### [Goal of the exercise]
Copy out everything in the records below, from the line containing "the wet shiny" down through the last line, reproducing each line verbatim.

### [Provided records]
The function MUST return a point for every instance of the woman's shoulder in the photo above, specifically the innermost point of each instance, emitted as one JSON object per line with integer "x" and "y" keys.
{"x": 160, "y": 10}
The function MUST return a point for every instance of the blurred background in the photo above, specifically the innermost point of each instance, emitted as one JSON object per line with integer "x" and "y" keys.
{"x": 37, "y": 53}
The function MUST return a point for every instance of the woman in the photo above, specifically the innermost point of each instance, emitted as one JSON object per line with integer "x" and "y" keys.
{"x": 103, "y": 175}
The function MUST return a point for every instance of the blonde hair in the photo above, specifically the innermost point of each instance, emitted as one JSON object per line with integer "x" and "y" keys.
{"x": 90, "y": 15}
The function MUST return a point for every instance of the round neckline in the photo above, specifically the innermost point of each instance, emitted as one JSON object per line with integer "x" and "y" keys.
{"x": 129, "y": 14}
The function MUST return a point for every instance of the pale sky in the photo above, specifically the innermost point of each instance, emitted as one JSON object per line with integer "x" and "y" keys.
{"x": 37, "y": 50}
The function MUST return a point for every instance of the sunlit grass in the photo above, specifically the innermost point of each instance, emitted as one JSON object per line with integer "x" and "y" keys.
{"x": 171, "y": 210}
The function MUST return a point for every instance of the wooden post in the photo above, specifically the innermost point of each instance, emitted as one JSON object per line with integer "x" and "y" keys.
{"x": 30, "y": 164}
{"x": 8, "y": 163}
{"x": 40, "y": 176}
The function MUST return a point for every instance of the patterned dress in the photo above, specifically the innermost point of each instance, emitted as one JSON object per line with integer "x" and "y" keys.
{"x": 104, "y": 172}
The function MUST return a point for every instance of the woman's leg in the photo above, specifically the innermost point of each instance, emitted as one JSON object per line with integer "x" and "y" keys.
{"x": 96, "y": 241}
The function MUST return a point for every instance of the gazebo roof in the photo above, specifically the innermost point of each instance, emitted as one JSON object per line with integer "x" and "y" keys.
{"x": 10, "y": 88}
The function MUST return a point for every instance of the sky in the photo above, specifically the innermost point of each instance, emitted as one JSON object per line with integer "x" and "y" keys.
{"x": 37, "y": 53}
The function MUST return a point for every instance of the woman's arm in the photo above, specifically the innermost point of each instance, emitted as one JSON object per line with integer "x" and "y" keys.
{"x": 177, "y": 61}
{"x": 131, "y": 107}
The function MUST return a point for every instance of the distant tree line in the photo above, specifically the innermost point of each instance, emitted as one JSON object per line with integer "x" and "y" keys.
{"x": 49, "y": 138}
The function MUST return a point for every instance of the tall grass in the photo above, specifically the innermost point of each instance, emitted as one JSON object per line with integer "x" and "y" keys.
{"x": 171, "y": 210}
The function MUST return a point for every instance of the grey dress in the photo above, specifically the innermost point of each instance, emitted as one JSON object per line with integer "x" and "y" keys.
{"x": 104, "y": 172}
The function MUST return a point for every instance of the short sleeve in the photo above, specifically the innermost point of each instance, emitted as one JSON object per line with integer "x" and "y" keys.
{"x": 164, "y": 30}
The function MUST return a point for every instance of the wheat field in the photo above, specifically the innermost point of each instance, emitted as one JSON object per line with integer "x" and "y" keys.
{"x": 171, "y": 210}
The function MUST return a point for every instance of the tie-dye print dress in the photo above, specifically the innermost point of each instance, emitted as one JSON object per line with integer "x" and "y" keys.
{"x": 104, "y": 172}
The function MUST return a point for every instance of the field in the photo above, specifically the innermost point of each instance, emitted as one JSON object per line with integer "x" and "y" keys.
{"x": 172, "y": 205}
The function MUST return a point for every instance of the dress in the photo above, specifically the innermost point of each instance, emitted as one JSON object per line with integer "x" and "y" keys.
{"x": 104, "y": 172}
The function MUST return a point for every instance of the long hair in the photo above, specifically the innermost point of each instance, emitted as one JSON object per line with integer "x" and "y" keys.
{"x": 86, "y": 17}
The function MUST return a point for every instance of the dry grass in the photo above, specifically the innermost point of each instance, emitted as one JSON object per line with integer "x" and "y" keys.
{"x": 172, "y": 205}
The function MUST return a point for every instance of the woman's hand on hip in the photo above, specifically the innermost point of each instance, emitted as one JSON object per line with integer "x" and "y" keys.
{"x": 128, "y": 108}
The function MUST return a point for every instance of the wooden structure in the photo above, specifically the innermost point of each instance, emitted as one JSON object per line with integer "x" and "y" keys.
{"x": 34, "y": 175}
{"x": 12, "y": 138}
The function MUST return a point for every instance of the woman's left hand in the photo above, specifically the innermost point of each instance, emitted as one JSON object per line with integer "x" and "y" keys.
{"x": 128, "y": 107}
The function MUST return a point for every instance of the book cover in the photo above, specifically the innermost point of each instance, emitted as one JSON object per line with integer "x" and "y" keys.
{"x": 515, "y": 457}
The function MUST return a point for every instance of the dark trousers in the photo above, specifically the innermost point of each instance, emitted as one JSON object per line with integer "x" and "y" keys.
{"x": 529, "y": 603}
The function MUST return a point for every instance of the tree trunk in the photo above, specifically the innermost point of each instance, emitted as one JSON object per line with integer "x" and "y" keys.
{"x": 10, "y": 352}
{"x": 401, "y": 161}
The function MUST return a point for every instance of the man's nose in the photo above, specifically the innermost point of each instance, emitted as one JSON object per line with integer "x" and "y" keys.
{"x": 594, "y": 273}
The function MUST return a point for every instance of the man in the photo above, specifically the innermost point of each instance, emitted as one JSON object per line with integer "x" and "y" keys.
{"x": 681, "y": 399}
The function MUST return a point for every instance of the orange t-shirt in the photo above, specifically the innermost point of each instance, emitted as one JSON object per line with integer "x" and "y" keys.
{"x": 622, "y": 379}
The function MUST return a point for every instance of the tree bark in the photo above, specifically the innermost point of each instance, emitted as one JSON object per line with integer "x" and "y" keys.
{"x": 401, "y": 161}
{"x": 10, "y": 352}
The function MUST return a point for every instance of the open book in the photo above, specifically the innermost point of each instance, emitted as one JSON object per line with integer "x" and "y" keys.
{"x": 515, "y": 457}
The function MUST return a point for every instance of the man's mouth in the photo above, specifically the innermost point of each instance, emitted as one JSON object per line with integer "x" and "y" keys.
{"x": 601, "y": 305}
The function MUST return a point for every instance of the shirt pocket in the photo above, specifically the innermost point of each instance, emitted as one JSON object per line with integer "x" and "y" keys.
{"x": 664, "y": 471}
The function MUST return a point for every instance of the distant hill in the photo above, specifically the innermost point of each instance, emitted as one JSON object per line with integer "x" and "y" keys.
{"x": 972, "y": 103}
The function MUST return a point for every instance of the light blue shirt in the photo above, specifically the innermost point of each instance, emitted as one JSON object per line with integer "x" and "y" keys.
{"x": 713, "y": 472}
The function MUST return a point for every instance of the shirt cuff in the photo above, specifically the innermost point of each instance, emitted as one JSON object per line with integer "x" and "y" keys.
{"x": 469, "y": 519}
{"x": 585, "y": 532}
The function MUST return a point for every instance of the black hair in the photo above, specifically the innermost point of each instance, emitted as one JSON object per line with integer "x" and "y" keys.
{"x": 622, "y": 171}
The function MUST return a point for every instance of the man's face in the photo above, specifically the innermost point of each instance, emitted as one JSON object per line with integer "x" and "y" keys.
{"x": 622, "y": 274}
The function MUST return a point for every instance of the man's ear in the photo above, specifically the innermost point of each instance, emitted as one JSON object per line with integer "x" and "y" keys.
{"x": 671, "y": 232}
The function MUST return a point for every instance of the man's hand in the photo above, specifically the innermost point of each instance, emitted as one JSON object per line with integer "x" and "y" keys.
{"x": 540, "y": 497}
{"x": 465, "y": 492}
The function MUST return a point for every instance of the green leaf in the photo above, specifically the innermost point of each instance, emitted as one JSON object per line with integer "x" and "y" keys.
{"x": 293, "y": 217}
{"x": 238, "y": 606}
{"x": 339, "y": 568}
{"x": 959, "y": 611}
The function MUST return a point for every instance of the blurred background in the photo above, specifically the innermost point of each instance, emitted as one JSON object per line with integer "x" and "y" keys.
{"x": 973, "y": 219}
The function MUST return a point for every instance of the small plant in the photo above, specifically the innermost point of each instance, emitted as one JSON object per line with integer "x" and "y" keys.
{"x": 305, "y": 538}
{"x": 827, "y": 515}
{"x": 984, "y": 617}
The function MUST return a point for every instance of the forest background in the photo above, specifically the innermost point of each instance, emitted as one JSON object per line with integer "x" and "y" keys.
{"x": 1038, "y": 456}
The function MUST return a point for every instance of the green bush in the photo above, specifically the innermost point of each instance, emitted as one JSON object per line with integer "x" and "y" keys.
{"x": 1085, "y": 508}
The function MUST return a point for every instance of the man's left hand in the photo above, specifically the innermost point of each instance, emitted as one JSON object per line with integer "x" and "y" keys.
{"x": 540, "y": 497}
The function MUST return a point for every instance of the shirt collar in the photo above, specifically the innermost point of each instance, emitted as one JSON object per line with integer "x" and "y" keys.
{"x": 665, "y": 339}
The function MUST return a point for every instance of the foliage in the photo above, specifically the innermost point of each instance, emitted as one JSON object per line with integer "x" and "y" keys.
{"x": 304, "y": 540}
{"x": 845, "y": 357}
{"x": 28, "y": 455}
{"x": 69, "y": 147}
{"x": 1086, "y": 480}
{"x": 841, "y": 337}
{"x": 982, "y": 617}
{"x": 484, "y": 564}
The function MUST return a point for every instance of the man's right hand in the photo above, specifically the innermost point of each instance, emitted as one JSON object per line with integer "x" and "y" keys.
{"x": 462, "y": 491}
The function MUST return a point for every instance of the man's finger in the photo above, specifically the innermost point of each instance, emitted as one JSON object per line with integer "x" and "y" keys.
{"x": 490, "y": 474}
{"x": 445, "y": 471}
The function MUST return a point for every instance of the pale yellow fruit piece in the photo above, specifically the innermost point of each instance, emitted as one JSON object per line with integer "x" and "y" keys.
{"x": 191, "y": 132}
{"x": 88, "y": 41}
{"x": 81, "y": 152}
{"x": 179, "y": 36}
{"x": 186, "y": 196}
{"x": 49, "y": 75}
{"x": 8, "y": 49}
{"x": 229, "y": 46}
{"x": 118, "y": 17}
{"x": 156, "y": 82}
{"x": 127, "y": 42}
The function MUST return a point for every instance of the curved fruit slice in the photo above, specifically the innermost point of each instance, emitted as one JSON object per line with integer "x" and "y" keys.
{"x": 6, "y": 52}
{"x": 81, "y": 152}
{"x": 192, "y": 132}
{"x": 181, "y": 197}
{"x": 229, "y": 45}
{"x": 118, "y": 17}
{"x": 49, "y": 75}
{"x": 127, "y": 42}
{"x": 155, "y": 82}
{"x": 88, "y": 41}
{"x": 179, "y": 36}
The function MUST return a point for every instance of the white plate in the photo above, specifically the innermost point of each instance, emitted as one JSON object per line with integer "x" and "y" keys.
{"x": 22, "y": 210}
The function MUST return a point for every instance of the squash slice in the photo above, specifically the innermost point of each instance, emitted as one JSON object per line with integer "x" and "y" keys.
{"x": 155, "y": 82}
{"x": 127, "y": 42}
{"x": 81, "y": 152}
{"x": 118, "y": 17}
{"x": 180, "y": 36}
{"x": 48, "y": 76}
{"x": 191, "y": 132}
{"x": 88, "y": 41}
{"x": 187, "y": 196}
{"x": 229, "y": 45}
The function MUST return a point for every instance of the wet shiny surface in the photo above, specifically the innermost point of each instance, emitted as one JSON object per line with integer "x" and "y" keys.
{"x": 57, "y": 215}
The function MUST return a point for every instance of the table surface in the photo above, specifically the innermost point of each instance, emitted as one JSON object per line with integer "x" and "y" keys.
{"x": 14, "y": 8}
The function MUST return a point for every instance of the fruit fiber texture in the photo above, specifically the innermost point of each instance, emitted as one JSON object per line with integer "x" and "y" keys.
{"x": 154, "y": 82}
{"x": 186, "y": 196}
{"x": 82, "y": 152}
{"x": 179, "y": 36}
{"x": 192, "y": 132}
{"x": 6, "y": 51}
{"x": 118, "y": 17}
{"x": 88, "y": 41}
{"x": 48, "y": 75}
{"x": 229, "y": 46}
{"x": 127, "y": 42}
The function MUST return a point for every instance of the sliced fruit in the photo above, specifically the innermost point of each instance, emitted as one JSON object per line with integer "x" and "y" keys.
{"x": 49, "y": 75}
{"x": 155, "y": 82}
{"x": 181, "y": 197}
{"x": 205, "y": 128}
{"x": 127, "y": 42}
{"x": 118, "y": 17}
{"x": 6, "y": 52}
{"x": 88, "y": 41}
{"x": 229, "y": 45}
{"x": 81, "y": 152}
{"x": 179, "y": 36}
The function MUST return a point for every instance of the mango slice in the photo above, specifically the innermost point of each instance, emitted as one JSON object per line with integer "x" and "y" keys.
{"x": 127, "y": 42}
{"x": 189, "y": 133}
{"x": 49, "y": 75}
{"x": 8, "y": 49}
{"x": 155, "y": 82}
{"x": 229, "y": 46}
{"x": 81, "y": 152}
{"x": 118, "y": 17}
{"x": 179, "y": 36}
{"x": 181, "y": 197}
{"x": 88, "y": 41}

### [Right answer]
The function MUST return a point for every instance of the wet shiny surface in the photo above, specifically the innermost point of each instance, emitted as one JSON object per line with integer "x" and "y" keys.
{"x": 57, "y": 215}
The function MUST return a point for every instance of the table surface in the photo above, specifically the innermost point of each instance, emitted as one JSON object per line with integer "x" and "y" keys.
{"x": 14, "y": 8}
The function MUST return a point for every instance of the fruit fiber texture in the photo above, specifically the innermost point of each instance, emitted as one JSON object per line with integer "x" and "y" keys.
{"x": 154, "y": 82}
{"x": 186, "y": 196}
{"x": 82, "y": 152}
{"x": 179, "y": 36}
{"x": 192, "y": 132}
{"x": 6, "y": 51}
{"x": 118, "y": 17}
{"x": 88, "y": 41}
{"x": 48, "y": 75}
{"x": 229, "y": 46}
{"x": 127, "y": 42}
The function MUST return a point for every instance of the sliced fruit in the photo above, specifically the innermost point of each instance, emitted as one JSON object per line with integer "x" and "y" keys.
{"x": 49, "y": 75}
{"x": 155, "y": 82}
{"x": 181, "y": 197}
{"x": 205, "y": 128}
{"x": 127, "y": 42}
{"x": 118, "y": 17}
{"x": 6, "y": 52}
{"x": 88, "y": 41}
{"x": 229, "y": 45}
{"x": 81, "y": 152}
{"x": 179, "y": 36}
The function MUST return a point for every instance of the mango slice in the photo above, specifically the innermost point of each instance, emitted as one JSON object per line with integer "x" and "y" keys.
{"x": 127, "y": 42}
{"x": 189, "y": 133}
{"x": 49, "y": 75}
{"x": 8, "y": 49}
{"x": 155, "y": 82}
{"x": 229, "y": 46}
{"x": 81, "y": 152}
{"x": 118, "y": 17}
{"x": 179, "y": 36}
{"x": 181, "y": 197}
{"x": 88, "y": 41}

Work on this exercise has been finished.